Stored records
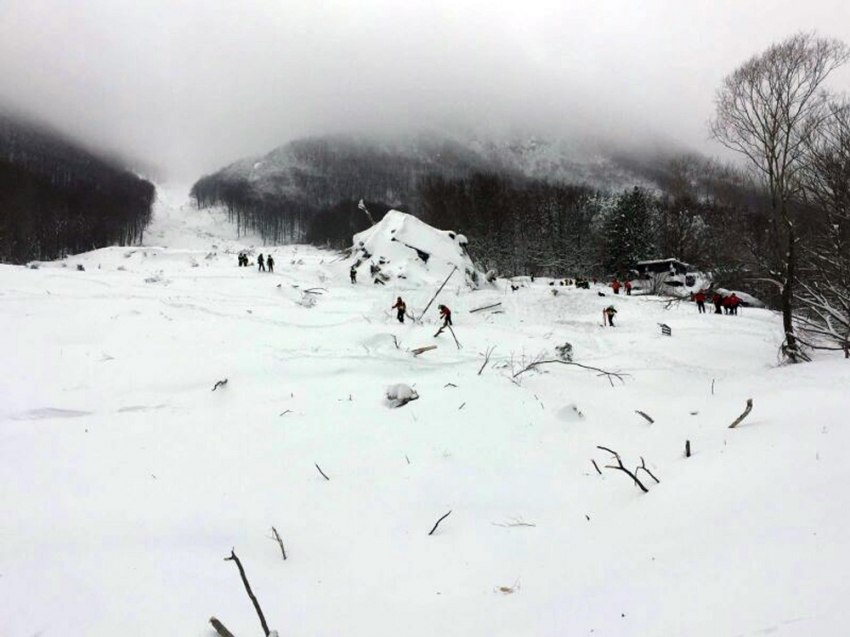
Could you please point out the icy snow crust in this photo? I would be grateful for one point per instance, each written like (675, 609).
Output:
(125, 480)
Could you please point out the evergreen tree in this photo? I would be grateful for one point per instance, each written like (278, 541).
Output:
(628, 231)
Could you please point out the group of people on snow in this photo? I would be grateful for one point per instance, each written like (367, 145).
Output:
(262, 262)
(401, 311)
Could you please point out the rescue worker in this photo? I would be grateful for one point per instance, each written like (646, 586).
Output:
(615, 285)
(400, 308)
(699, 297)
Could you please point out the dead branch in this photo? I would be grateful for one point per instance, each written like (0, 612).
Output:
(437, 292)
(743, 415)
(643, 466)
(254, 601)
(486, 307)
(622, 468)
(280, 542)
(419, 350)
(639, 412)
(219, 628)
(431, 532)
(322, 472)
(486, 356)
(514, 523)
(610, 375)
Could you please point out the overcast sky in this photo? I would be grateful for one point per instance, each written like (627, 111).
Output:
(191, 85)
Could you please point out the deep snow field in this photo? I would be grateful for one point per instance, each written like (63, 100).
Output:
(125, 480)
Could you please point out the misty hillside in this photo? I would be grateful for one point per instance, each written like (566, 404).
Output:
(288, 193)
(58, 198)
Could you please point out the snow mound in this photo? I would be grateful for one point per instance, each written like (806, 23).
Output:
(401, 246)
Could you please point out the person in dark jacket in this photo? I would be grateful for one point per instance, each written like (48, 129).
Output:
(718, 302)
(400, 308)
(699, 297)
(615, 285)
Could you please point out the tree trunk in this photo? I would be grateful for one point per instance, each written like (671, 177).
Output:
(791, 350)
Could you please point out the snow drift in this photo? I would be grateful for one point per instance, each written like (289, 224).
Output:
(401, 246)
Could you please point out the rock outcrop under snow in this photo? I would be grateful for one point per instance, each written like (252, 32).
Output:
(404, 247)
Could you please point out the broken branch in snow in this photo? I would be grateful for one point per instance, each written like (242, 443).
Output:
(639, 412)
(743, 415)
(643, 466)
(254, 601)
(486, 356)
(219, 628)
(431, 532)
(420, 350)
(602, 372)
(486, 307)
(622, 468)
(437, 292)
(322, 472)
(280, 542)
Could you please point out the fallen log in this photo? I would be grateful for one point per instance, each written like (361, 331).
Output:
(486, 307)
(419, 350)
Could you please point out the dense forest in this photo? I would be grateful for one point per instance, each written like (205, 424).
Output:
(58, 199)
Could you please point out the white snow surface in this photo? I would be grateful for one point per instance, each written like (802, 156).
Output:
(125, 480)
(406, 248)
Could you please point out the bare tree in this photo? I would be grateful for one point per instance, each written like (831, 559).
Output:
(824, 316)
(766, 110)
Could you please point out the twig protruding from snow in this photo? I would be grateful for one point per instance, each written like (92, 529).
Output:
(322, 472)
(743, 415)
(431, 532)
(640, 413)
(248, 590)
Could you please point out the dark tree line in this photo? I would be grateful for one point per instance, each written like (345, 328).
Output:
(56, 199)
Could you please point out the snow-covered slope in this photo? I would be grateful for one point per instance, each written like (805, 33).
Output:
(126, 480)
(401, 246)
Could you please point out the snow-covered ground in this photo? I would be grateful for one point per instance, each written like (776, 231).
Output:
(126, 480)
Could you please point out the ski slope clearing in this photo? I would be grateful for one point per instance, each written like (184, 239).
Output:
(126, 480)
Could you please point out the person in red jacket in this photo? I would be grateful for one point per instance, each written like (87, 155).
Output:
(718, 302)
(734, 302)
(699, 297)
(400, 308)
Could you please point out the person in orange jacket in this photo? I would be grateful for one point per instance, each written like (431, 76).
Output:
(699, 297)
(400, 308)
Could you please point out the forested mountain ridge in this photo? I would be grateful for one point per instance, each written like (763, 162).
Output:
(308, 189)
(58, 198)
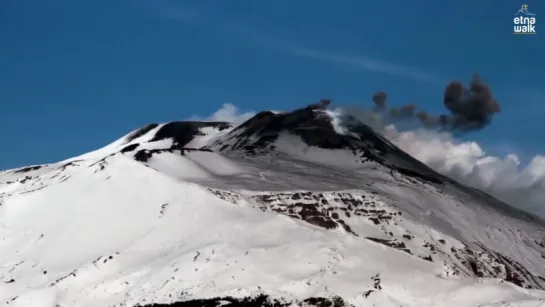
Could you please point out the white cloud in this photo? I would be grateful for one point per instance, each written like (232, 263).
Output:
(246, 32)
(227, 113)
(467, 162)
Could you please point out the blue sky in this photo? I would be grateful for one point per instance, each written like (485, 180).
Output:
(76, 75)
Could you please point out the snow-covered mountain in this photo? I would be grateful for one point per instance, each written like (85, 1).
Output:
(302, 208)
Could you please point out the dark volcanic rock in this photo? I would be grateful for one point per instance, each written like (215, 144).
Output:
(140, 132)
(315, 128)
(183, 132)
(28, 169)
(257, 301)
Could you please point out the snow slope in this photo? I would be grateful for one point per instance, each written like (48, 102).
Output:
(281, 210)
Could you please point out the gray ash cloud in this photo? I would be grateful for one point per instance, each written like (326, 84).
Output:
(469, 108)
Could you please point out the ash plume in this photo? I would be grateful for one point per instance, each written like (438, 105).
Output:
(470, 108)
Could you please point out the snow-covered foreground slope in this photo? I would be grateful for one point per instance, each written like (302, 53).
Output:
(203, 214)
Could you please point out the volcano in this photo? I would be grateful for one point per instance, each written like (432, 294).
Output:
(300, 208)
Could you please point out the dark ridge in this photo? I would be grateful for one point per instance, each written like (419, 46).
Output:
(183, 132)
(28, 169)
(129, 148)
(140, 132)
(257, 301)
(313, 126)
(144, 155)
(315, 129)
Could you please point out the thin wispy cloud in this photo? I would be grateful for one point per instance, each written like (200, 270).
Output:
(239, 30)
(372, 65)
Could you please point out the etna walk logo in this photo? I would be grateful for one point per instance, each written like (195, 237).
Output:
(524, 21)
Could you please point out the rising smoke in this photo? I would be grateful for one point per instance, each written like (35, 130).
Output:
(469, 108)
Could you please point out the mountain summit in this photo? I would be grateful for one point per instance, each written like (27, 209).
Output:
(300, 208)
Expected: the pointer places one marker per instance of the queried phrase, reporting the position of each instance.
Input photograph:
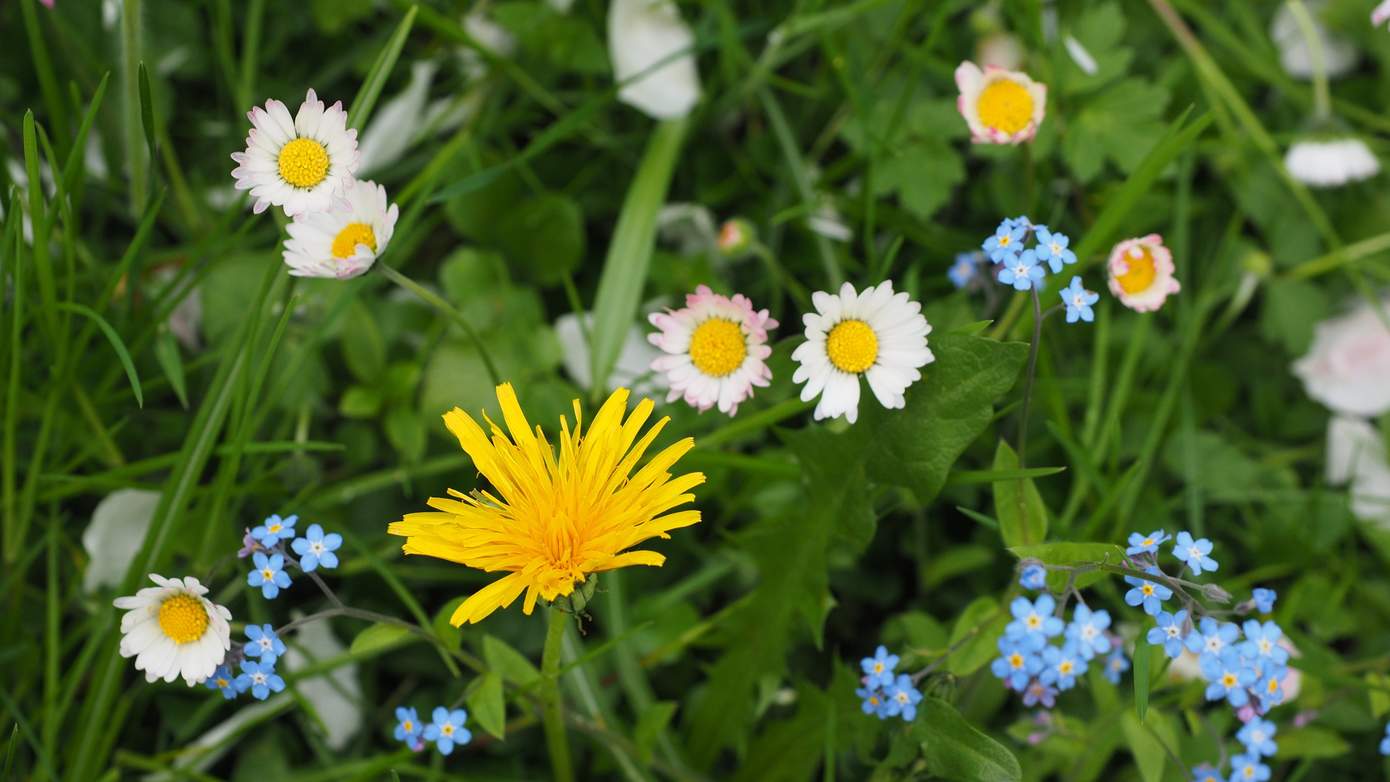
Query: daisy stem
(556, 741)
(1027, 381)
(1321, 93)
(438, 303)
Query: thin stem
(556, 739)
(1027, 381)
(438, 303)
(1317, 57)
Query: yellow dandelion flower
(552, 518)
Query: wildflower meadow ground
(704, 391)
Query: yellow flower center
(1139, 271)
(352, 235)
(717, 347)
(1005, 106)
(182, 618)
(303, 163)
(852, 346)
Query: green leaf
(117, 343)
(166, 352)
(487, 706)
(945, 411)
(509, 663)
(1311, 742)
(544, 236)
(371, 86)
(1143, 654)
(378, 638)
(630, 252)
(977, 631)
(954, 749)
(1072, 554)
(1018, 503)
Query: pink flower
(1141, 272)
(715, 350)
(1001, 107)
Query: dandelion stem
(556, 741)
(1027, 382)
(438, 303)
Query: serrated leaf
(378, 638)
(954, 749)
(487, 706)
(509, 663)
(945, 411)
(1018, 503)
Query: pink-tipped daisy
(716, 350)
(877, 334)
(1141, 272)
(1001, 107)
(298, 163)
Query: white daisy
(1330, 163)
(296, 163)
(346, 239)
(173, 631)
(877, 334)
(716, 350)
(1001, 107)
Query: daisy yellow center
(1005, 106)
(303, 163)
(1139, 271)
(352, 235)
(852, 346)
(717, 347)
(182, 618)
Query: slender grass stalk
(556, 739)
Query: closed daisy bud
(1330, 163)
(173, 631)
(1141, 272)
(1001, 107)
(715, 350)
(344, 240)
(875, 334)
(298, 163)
---
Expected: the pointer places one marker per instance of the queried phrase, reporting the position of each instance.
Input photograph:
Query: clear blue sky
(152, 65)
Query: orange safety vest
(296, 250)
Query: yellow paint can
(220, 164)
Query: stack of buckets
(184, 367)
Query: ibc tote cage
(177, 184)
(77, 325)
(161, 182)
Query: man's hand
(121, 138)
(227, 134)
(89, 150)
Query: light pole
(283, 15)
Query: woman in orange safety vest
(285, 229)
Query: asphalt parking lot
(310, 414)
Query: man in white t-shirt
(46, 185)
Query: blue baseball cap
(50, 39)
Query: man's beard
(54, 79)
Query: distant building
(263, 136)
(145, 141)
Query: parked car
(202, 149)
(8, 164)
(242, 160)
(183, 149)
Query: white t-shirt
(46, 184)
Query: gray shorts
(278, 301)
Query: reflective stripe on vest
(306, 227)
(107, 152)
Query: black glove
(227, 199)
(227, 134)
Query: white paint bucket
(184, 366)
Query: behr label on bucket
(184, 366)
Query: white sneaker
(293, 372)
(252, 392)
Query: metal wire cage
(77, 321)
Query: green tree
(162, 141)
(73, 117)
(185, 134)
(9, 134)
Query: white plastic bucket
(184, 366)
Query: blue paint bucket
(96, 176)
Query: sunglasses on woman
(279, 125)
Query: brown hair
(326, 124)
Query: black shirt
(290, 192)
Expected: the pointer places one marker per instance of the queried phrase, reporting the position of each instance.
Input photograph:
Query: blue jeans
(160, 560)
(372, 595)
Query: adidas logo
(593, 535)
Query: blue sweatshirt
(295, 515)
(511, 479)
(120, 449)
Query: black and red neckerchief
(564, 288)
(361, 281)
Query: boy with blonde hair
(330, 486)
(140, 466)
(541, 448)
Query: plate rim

# Task to complete
Only the number of lines above that contain "covered" should be given as the answer.

# Task response
4